5 Handlungsempfehlungen zur Stärkung des Wiener Startup-Ökosystems

„Eine Beschleunigung oder graduelle Steigerung der aktuellen Aktivitäten im Startup-Ökosystem wird nicht reichen, um aufzuschließen“, ist man sich bei Roland Berger sicher. Zusammen mit Pioneers wurden daher fünf Handlungsempfehlungen entwickelt. Das Ziel: Den Vorsprung von London und Paris aufholen und Wien zu einer relevanten Größe auf der Startup-Landkarte zu machen.

  1. Großunternehmen stärker aktivieren
    Privatpersonen, Stiftungen aber auch Großunternehmen sollen animiert werden, in Startups zu investieren. Insgesamt bedürfe es laut Studie einem Fonds von 300 Millionen Euro zur Förderung von Innovationen. Großunternehmen haben eine starke Bedeutung was das betrifft, werden dieser Rolle derzeit aber noch nicht gerecht. Es fehlt Bereitschaft, mit Startups zusammenzuarbeiten.
  2. Zentralen Startup-Campus errichten
    Gerade in einer Stadt wie Wien ist es wichtig, die Startup-Szene an einem zentralen Punkt zusammenzubringen und in Co-Working-Spaces zusammenzuarbeiten. Es bedarf eines professionellen Managements und geeigneten Partnern für ein solches Großprojekt. Letztlich gehe es dabei auch um die Startup-Corporate-Collaboration.
  3. Neues politisches Mindset
    Stadtpolitik ermöglicht durch finanzielle, steuerliche und infrastrukturelle Rahmenbedingungen eine Konzentration auf Innovation. Obwohl in Wien schon einiges getan wurde, um Startups zu fördern, wünschen sich die Befragen eine vereinfachte Gründung, ein Herabsetzen der Hürden bei der Ansiedlung ausländischer Kreativer und niedrigere Kosten bei der Unternehmensführung. Konkret bedeutet das, Lohnnebenkosten sollen für Startups gesenkt, und das Gesellschaftsrecht angepasst bzw. erleichtert werden.

________

Aufgabe |
Beantworte zum Text über das Wiener Startup-Ökosystem diese Fragen:
1. Den Vorsprung welcher beiden Städte soll Wien aufholen?
2. Wie groß sollte der Fonds zur Förderung von Innovationen laut Studie sein?
3. Welche Kosten sollen für Startups gesenkt werden?

Zeilen |
________

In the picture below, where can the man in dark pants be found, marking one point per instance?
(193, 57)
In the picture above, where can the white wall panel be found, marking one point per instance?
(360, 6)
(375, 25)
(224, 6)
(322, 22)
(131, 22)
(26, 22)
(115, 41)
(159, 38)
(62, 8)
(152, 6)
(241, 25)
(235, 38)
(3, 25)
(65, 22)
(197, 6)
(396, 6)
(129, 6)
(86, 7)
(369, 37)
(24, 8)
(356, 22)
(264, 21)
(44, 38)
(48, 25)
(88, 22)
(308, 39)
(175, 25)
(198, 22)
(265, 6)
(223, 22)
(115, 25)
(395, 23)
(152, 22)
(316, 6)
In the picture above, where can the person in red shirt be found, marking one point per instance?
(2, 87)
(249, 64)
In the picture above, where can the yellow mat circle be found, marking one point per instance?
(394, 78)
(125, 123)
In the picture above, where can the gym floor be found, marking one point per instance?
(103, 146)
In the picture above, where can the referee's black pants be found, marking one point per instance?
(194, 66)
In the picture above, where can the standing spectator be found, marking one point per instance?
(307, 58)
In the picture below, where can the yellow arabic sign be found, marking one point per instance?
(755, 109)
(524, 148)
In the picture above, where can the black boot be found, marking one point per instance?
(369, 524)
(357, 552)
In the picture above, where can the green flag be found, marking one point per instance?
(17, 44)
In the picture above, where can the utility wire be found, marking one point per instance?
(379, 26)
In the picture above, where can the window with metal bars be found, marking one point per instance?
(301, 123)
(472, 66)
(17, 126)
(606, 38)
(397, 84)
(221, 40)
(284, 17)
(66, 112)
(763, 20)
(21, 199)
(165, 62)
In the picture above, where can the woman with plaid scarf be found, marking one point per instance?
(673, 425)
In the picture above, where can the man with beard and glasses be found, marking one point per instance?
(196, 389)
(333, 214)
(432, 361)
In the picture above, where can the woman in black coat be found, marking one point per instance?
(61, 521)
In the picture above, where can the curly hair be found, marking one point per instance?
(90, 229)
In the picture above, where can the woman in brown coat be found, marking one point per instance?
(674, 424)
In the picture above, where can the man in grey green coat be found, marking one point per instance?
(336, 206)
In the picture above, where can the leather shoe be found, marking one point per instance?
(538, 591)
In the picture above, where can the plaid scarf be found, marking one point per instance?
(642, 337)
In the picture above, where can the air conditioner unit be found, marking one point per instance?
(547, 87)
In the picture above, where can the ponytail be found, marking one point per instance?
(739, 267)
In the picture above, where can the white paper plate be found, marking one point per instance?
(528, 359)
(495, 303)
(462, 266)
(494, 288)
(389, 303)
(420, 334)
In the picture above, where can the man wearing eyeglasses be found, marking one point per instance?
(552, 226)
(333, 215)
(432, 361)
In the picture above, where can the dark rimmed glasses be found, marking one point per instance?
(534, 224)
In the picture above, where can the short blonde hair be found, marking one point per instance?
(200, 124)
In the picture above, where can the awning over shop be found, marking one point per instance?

________

Lösung |
1. London und Paris
2. 300 Millionen Euro
3. Die Lohnnebenkosten